:: Job ::
Starting from the line that contains "For each instance of the yellow", reproduce each line exactly through the end of the material, and include no other lines.
--- START OF Records to use ---
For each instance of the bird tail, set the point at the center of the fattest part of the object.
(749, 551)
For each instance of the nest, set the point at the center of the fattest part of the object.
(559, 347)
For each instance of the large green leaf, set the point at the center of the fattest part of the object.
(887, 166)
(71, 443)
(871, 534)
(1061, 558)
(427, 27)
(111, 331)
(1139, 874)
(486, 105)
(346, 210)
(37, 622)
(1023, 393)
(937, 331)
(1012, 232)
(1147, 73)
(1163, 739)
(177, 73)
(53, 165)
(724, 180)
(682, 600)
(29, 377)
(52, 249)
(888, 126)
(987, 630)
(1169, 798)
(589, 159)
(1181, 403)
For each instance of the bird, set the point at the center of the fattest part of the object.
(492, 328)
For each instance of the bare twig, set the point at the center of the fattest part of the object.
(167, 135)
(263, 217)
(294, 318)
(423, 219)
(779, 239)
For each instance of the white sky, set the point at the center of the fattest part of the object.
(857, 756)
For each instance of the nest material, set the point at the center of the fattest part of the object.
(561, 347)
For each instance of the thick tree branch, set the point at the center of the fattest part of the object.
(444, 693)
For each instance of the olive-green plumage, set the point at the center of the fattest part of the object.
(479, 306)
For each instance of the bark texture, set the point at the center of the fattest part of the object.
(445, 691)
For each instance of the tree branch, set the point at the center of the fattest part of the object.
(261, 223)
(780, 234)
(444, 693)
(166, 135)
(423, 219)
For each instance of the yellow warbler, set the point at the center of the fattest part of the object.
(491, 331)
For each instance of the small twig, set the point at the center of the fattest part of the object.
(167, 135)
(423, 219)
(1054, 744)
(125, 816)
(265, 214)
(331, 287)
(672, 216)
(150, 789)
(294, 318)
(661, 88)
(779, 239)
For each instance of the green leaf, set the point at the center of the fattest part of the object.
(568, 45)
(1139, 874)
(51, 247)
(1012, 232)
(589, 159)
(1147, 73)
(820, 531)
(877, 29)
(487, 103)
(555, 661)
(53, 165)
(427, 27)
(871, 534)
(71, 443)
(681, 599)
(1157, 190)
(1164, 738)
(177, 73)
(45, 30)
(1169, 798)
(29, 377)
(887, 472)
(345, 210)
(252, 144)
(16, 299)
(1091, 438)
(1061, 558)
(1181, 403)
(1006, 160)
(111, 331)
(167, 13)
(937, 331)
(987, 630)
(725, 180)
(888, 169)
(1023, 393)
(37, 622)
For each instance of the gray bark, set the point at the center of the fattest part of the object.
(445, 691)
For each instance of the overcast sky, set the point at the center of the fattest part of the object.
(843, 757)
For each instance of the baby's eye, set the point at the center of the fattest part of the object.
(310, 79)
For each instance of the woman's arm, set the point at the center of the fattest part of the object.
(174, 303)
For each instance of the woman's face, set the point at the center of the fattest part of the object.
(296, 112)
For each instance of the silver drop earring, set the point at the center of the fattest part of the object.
--- END OF Records to use ---
:: Exercise response ::
For each instance of the yellow warbler, set the point at the center of the fattest part of the object.
(491, 331)
For each instance of the small twig, set the point at the center of the fattest part of the object.
(167, 135)
(423, 219)
(1054, 744)
(125, 816)
(265, 214)
(331, 287)
(672, 216)
(150, 789)
(294, 318)
(661, 88)
(779, 239)
For each instance of the green leaf, set the point at the center of the fattest part of the object.
(568, 45)
(1139, 874)
(51, 247)
(1012, 232)
(589, 159)
(1147, 73)
(820, 531)
(877, 29)
(487, 103)
(555, 661)
(53, 165)
(427, 27)
(871, 534)
(71, 443)
(681, 599)
(1157, 190)
(1164, 738)
(177, 73)
(45, 30)
(1169, 798)
(29, 377)
(887, 472)
(345, 210)
(252, 144)
(16, 299)
(1091, 438)
(1061, 558)
(1181, 403)
(1006, 160)
(111, 331)
(167, 13)
(937, 331)
(987, 630)
(725, 180)
(888, 169)
(1023, 393)
(37, 622)
For each instance of the gray bark, set the point at the center of the fattest part of the object.
(445, 691)
For each instance of the overcast sky, set the point at the center of the fattest part of the object.
(843, 757)
For each instance of the baby's eye, set the point at the center of the fattest part of the object.
(310, 79)
For each instance of the woman's arm, set the point at the center of the fattest part of the object.
(174, 303)
For each instance of the woman's face, set the point at the center of the fattest part of the object.
(296, 112)
For each instance of the silver drop earring, set the point at the center of the fattest part of the object.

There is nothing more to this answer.